§ To-do list
1 > In the forum thread about Puppet's puppy, how old is Sophie when her birth is announced?
2 > Extend the forum thread about Puppet's puppy Sophie, starting from the point where it stops.

# Puppet had her baby!



## KandiMaltese (Mar 27, 2007)

Announcing Puppet and Beau's little baby girl Sophie..little miss single puppy. She is now 5 weeks old and isn't she precious ? :wub: 

[attachment=26295:sophie.jpg]

[attachment=26296:sophie2.jpg]

Thanks for looking!
Andrea & Sophie


----------



## lillady (Jan 25, 2007)

OMG-soooooooooooooooooooooooooooooo precious!!! :wub: I just want to kiss that sweet little face :wub:


----------



## Bonnie's Mommie (Mar 2, 2006)

What a little sweetheart! Sniff in that puppy smell for me, Andrea!! That's the best scent on earth, imo.


----------



## k/c mom (Oct 9, 2004)

She's adorable!


----------



## belibaby14 (Mar 21, 2007)

Yep, she's adorable! :wub: :wub:


----------



## schatzi's mom (May 13, 2007)

Oooooohhhh, could she be any cuter? :wub: :wub: Puppy breath time!!! :chili: :chili:


----------



## samsonsmom (May 4, 2005)

What a special little angel. She is absolutely gorgeous. But nobody had to tell YOU that, did they? I just want to kiss her and whiff that puppy smell. Good job, Puppet!

Samsonsmom

Wanna smell me ma? I been out in de yard peein; on everything in site. Sammie.

Thank you dear, maybe later. Mom


----------



## lynda (Oct 11, 2005)

Andrea she is a little doll. How lucky to have such beautiful fluff butts.


----------



## CindyPham (Aug 31, 2004)

She has such a sweet little face! Very distinguished at 5 weeks! I can't wait to see this little one grow with us... please post more!!!


----------



## KandiMaltese (Mar 27, 2007)

Thanks Cindy! She is quite special in the face and we are watching her to see if she could be a show potential for us! So keep your fingers crossed for us!


----------



## Bella Rose (Mar 21, 2006)

Very, very cute Andrea!  It must be great to have all those puppies around... I can smell puppy breath from here. How many dogs and puppies do you have? You must stay pretty busy with them all... fun, fun, fun!


----------



## dogloverx3 (Apr 14, 2006)

Love the name , love the beautiful baby :wub: . Arabella was a singleton lol , they have very spoiled little personalities - WATCH OUT WORLD HERE COMES SOPHIE . Sarah


----------



## KandiMaltese (Mar 27, 2007)

> Love the name , love the beautiful baby :wub: . Arabella was a singleton lol , they have very spoiled little personalities - WATCH OUT WORLD HERE COMES SOPHIE . Sarah[/B]


tell me 'bout it ! This one is a spoiled brat :HistericalSmiley:


----------



## Julie718 (Feb 17, 2006)

Sophie is just precious!!! :wub: I just love seeing puppies!


----------



## ittyboo (May 15, 2007)

Will I be picking up Sophie in about 12 weeks, or are you bringing her here? :wub: :wub: :wub: 

Chloe & Debra


----------



## KandiMaltese (Mar 27, 2007)

§ Data section
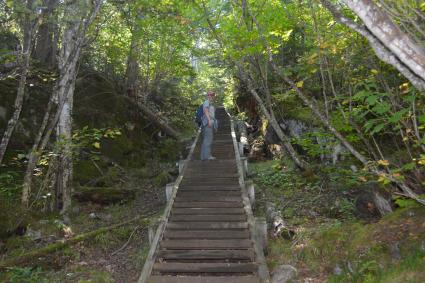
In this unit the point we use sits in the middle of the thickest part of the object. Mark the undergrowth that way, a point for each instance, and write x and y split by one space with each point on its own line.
331 243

§ Answers
1 > Five weeks old.

2 >
LOL thank you very much..that is very sweet :blush:


----------



## Matilda's mommy (Jun 1, 2005)

> What a special little angel. She is absolutely gorgeous. But nobody had to tell YOU that, did they? I just want to kiss her and whiff that puppy smell. Good job, Puppet!
> 
> Samsonsmom
> 
> ...



:smrofl: :smrofl: Sammie tell mommy your just a littleman, 

you can see her beauty already, you have some beautiful fluffs Congrats


----------



## Deborah (Jan 8, 2006)

Too cute for words.
:wub: :wub: :wub: :wub:


----------



## msmagnolia (Sep 8, 2004)

She is beautimous!!!!!! I'm in love!


----------



## Andrea&Luci (Jul 30, 2006)

AWW!! Omigod Andrea...again I am sooo jealous that you have such puppy deliciousness in your home all day long to kiss and play with!!!! She is stunning!!!


----------



## Kara (Apr 29, 2007)

OMG she is just adorable.

Cant wait for more pics.


----------



## bellaratamaltese (May 24, 2006)

wow has it been five weeks already??? Time flies! She's a cutie, most definitely!


----------



## bentleyboy (Dec 13, 2006)

:aktion033: :aktion033: :aktion033: 
Welcome to the world little one. She is just gorgeous.


----------



## HEINI (Feb 4, 2007)

beautiful! all the best for you all.

regards
schnuppe


----------



## Scoobydoo (May 26, 2005)

Awwwwwwwww, Andrea she is adorable :wub: :wub:


----------



## casa verde maltese (Apr 7, 2007)

puppies are so very, very cute!!
:aktion033: :aktion033:


----------



## angel's mom (Feb 14, 2007)

Oh Andrea! She is just beautiful! Can't wait to watch her grow up.


----------



## KandiMaltese (Mar 27, 2007)

Thanks guys. Keep your fingers crossed and lets hope for show quality :smilie_daumenpos:


----------



## paris (Apr 8, 2005)

What a doll! If she goes missing, don't come looking down in Texas. lol


----------



## Belle's Mum (Jul 13, 2007)

AWW! What a cutie pie!!!


----------



## mom2bijou (Oct 19, 2006)

AWWWW Puppet and Beau had a baby!! Congrats to all of you!!! The puppy is beautiful


----------



## Littlemans Mom (Apr 6, 2005)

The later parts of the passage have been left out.